(Passage begins)
World vs Earth …

It’s easy to forget that the “World” we live in, is totally embedded and laced through and through, with the “Earth” system, where the “World” is the cultural system and the “Earth” is the biological system.

I’m calling them both “systems” because neither stand still. They are always moving and always changing. It’s just that we–slow creatures–still, often, think ourselves part of the World but separate from the Earth.

Where I now live … looking out from under my patio roof. Tuckeroo tree to the left, framing my world

Nice place, isn’t it? Gardens, central swimming pool, blocky buildings from the 1980s. Birds, mostly rainbow lorikeets but also Torresian crows, chattering and whistling in the trees surrounding the central grassed area. The place is gated to keep out the riff-raff.

So why am I complaining?

I’m indoors, looking out for 90% of my hours. This isolation caper is pretty boring after a whole year of it already. Numbers in Queensland doubled overnight. [We live in pretty amazing times that most of the world will know what I’m talking about in those last two sentences.]

Our premier is saying this time next year every Queenslander will have had it. She’s of course not forecasting the death toll. Not wanting to be one of that unsaid number, I’m isolating. Again.

I know. I know. Omicron is meant to be mild. Not a killer of healthy immune systems. Ten percent of us are feeling left-behind. We are a long tail about to be shortened. This is biological and indeed evolutionary reality.

In the meantime, I’m going to be talking about the Earth versus the World. How we’ve been thinking about it up to now.

State-of-Being

Back Into the Ooze,
watercolor and black marker pen by Rita de Heer,
what I thought was going to happen to me.
You’ll find me diving down into it mid-painting

Up until September 14 2020 I lived in New South Wales, in Australia. On that day, a friend drove me to the adjoining state Queensland and negotiated with the border police to get me through the Covid 19 barrier between the two states. I was sicker than anyone guessed.

My friend took me to hospital where I was diagnosed with stage 4 lymphoma, a cancer of the immune system. Treatment began right away. Chemo. Six cycles of R-CHOP at three weekly intervals. Then four lumbar punctures with same drugs and a rituximab (monoclonal antibody) chaser. My last treatment and PET scan in February. I’m in remission.

Long time readers will say that I’ve said all that before. I have. I wanted to feel what it felt like now, to look back on it, six months down the track.
(Passage ends)
(Provided information begins)
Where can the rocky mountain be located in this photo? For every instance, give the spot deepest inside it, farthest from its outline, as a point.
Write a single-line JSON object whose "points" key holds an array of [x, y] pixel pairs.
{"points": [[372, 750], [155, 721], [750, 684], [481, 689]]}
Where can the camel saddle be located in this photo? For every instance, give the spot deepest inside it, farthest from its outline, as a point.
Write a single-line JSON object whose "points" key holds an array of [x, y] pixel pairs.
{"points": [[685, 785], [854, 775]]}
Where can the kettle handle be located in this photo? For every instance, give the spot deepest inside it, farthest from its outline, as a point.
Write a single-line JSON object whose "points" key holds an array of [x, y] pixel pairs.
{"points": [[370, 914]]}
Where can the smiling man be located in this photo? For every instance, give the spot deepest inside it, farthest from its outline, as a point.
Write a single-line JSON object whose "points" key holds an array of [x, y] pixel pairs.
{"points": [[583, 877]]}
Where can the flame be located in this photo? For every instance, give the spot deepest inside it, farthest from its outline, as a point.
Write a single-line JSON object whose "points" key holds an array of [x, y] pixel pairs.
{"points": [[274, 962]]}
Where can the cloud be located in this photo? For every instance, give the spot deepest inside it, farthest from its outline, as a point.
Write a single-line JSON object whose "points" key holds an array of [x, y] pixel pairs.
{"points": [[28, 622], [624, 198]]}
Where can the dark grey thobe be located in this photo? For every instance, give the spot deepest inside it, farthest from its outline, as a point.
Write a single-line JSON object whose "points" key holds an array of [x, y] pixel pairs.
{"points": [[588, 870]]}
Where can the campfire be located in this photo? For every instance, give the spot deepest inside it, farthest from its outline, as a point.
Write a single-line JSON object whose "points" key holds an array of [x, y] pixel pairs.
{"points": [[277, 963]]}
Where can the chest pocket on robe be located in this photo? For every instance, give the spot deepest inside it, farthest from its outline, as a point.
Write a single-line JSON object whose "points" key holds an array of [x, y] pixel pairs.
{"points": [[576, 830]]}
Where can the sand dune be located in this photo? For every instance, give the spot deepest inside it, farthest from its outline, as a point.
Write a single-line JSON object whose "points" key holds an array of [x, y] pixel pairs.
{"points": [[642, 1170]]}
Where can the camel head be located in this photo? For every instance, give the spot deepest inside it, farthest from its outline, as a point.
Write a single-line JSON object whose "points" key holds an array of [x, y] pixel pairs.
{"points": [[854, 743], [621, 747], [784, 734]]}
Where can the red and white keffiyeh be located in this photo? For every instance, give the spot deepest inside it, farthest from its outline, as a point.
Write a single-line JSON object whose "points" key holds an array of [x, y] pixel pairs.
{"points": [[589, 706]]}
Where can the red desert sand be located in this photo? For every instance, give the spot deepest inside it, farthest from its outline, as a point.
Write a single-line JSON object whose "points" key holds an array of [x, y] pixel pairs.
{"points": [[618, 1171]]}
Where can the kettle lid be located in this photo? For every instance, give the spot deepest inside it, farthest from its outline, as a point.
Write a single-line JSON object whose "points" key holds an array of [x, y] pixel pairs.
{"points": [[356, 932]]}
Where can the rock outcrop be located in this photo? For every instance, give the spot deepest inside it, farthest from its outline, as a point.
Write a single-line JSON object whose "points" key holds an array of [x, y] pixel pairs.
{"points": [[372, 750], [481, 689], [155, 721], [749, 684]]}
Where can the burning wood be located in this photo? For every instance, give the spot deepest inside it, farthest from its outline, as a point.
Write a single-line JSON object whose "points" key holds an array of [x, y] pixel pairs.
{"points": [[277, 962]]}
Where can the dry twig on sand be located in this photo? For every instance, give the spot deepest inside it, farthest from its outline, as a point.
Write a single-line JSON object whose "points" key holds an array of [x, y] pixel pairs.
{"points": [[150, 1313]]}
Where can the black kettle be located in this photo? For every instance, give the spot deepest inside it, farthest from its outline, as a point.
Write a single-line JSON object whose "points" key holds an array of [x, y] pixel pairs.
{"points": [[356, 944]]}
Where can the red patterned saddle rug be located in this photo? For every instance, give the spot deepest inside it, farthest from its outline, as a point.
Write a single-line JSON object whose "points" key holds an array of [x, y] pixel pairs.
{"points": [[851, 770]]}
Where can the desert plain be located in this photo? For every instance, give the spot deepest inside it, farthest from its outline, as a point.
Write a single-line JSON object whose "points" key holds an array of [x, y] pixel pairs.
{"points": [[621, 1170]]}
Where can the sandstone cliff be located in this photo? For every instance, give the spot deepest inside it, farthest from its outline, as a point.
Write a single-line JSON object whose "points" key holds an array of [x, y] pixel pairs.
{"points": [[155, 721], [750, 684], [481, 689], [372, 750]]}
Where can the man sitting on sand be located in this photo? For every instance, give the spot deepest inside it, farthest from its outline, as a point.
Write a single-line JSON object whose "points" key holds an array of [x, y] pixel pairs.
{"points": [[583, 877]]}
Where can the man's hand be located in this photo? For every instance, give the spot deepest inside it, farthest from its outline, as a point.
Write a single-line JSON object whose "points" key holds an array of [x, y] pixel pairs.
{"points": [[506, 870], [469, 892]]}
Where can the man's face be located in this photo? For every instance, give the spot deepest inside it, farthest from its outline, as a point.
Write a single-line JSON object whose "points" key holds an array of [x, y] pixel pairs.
(Provided information ends)
#### [Using the information]
**a)** Duplicate the stretch of the World vs Earth post from "World vs Earth …" through "out the riff-raff.".
**b)** In the World vs Earth post, what was the writer diagnosed with at the hospital?
The data can be set aside.

#### [Answers for this exercise]
**a)**
World vs Earth …

It’s easy to forget that the “World” we live in, is totally embedded and laced through and through, with the “Earth” system, where the “World” is the cultural system and the “Earth” is the biological system.

I’m calling them both “systems” because neither stand still. They are always moving and always changing. It’s just that we–slow creatures–still, often, think ourselves part of the World but separate from the Earth.

Where I now live … looking out from under my patio roof. Tuckeroo tree to the left, framing my world

Nice place, isn’t it? Gardens, central swimming pool, blocky buildings from the 1980s. Birds, mostly rainbow lorikeets but also Torresian crows, chattering and whistling in the trees surrounding the central grassed area. The place is gated to keep out the riff-raff.

**b)** Stage 4 lymphoma, a cancer of the immune system.